Give only the lines from the one containing "Reviewer note: check that every instance of the dry" through the end of the material below, exactly as written.
==== DATA SHOWN
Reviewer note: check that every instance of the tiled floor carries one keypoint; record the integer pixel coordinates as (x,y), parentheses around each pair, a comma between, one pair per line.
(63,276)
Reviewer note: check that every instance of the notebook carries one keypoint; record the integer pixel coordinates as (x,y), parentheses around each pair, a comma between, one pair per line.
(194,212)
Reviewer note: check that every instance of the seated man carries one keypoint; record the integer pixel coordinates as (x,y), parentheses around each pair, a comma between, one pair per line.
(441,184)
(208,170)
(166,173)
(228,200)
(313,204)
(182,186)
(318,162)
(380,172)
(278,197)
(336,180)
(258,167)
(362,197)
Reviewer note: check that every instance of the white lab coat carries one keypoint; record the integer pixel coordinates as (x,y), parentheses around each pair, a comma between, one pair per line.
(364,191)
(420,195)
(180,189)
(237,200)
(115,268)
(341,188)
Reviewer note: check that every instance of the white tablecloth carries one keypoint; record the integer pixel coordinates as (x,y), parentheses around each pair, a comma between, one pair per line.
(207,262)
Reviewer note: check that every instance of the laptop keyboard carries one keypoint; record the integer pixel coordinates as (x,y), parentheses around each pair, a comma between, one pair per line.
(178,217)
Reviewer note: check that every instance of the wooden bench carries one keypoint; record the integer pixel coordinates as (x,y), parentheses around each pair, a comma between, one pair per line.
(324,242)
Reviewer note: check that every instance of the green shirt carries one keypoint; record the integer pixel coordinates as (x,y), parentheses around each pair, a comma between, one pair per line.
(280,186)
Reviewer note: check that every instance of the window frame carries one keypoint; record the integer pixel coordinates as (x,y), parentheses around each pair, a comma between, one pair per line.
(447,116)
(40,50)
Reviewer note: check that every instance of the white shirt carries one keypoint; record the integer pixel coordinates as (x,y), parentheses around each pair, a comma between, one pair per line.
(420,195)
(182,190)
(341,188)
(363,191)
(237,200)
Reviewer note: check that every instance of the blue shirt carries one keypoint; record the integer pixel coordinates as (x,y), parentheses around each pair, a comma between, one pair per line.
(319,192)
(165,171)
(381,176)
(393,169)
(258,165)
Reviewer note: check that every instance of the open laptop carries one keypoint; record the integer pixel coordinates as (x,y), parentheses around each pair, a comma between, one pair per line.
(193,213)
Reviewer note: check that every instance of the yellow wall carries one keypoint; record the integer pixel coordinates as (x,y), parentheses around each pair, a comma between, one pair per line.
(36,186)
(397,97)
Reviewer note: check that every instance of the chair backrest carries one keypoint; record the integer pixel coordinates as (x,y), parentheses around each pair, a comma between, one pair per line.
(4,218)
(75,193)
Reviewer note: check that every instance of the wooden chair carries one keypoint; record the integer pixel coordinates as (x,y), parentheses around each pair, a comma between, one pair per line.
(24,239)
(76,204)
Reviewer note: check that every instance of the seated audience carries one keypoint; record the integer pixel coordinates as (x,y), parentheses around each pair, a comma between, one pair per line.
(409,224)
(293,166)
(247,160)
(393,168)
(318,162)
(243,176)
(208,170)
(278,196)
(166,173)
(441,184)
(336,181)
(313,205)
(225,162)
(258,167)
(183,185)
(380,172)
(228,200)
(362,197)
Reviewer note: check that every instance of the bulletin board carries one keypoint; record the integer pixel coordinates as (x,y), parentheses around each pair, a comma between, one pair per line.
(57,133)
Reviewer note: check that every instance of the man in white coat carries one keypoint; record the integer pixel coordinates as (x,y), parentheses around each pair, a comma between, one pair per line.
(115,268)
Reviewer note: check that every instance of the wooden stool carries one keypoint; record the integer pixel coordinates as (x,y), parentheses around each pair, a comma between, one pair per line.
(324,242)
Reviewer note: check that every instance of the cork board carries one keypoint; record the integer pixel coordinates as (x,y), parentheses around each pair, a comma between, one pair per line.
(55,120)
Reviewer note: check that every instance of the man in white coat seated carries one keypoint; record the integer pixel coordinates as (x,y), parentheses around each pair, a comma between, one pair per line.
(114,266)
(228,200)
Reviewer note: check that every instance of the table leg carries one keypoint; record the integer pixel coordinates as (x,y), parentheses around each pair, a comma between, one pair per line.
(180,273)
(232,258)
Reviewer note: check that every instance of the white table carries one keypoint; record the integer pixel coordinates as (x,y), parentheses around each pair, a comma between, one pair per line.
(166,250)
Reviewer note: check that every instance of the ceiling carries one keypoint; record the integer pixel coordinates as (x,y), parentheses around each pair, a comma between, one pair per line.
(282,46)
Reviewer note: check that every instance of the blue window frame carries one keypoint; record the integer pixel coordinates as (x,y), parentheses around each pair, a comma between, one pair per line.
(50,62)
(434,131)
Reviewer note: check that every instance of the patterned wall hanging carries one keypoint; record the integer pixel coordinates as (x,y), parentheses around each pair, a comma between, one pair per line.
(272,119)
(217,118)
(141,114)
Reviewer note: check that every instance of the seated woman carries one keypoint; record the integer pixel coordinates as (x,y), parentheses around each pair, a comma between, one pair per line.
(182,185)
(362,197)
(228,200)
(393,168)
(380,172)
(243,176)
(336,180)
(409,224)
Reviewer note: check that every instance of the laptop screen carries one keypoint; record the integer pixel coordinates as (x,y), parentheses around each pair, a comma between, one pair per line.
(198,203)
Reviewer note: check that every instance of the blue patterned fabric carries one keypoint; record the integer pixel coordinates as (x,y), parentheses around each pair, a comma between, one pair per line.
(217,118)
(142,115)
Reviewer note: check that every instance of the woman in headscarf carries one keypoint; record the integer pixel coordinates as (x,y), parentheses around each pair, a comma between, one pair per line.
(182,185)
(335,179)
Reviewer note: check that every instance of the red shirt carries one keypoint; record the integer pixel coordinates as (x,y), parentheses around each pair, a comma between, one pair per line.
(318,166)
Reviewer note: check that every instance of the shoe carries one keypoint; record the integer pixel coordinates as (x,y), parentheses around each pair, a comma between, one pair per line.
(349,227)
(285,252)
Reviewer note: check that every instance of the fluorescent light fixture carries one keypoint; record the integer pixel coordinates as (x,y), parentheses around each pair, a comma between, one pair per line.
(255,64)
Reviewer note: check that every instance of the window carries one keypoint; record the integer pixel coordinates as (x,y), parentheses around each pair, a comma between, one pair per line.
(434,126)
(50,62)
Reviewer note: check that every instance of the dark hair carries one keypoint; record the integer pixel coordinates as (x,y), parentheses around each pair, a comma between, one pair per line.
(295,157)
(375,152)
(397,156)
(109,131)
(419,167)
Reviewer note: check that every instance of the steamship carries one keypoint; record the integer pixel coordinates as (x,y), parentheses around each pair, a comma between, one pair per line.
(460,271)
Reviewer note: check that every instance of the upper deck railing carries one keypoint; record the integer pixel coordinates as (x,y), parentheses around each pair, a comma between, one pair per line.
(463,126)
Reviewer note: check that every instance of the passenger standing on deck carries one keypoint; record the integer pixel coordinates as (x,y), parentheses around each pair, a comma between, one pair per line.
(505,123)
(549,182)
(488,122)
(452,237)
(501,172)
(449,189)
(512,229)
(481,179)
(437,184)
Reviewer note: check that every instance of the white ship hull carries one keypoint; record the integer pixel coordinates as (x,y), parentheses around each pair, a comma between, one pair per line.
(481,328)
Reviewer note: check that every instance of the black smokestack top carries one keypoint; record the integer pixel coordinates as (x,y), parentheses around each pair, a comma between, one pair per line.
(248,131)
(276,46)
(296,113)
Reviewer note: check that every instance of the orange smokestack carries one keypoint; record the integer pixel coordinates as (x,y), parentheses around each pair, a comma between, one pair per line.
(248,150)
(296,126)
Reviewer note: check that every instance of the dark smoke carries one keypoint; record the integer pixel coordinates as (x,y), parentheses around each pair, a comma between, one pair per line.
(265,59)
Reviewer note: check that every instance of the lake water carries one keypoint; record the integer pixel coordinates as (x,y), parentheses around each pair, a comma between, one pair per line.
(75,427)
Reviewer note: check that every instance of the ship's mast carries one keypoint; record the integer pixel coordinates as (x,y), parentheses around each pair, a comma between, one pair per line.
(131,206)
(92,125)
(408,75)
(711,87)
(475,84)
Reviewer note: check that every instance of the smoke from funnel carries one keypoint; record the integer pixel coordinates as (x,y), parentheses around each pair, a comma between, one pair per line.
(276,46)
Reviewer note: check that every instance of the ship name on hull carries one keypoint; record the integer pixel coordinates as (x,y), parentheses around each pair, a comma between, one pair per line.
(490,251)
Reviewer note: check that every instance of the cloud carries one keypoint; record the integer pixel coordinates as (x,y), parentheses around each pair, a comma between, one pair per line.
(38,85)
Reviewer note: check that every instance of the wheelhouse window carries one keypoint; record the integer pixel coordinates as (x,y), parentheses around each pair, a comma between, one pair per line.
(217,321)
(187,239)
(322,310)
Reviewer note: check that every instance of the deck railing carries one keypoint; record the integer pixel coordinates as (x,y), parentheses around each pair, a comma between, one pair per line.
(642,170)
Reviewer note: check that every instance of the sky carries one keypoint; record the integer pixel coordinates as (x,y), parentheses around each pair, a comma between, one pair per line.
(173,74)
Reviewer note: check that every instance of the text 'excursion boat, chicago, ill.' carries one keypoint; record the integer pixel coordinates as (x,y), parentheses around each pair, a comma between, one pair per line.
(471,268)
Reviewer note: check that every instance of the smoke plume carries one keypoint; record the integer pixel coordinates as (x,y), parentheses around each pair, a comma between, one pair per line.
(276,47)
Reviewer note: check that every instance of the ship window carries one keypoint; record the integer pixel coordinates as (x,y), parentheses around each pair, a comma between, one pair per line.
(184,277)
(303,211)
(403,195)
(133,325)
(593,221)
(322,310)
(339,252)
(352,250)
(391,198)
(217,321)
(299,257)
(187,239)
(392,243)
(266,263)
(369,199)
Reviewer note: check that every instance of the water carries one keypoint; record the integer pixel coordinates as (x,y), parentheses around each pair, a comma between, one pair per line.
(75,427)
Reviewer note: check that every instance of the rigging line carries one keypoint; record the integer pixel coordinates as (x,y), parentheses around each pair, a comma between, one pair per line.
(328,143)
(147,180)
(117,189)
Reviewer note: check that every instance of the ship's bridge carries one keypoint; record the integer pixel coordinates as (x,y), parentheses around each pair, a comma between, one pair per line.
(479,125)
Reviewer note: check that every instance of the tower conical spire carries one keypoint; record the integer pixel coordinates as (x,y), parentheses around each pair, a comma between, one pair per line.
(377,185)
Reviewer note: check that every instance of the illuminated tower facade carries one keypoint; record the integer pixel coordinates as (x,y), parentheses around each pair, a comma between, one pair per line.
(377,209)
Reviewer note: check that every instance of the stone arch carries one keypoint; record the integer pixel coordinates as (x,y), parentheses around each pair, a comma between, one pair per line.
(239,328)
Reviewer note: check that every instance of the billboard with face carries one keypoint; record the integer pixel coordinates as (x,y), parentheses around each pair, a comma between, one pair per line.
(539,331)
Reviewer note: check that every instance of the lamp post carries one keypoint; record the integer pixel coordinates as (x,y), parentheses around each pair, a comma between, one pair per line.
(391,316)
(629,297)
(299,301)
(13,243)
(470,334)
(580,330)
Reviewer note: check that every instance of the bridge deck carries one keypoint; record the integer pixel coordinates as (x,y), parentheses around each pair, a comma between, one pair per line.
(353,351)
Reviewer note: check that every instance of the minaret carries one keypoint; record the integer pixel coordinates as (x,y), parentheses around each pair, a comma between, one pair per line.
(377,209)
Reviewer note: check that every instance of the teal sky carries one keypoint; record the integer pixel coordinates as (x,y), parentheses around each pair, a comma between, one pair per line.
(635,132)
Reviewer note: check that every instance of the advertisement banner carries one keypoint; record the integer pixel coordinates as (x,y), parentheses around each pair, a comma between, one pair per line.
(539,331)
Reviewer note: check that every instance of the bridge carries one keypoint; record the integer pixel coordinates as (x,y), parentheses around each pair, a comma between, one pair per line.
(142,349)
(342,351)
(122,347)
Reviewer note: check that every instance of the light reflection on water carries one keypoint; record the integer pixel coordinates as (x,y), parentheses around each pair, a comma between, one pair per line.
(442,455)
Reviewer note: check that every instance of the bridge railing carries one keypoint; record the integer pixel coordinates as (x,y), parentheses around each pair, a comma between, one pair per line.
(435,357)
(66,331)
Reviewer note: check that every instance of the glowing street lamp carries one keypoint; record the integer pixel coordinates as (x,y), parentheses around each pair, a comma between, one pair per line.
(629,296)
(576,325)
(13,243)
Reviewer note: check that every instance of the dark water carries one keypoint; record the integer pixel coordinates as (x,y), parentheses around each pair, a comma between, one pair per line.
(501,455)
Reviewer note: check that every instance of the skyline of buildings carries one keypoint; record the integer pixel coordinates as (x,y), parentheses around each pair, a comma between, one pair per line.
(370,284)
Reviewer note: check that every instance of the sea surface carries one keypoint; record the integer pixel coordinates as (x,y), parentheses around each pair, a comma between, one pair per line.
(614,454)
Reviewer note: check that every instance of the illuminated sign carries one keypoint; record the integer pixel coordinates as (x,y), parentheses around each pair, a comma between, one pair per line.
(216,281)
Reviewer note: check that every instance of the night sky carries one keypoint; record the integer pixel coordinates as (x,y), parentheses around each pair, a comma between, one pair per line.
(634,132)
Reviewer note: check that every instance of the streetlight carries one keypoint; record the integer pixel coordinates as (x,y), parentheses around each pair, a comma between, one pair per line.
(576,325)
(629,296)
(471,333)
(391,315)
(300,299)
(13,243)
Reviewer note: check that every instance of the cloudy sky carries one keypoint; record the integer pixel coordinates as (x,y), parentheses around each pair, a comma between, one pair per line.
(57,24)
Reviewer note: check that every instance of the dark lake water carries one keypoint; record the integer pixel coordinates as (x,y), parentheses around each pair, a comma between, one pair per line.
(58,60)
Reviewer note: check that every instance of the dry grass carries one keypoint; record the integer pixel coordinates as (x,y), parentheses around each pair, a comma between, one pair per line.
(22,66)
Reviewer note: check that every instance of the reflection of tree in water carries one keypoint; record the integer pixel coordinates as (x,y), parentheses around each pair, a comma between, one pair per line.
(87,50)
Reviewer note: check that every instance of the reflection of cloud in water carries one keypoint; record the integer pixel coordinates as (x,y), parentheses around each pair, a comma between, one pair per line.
========
# RESPONSE TO THE TASK
Reviewer note: check that every instance of the dry grass carries one keypoint; record the integer pixel coordinates as (x,y), parentheses around each pair, a comma between, one pair per line.
(22,66)
Reviewer note: check that every instance of the reflection of tree in water carries one keypoint; record the integer pixel coordinates as (x,y), parentheses around each pair, a comma between, one pair per line.
(87,50)
Reviewer note: check that every instance of the reflection of cloud in water carries one keypoint; record the integer pixel coordinates as (x,y), parentheses around each pair, a comma between, one pair per line.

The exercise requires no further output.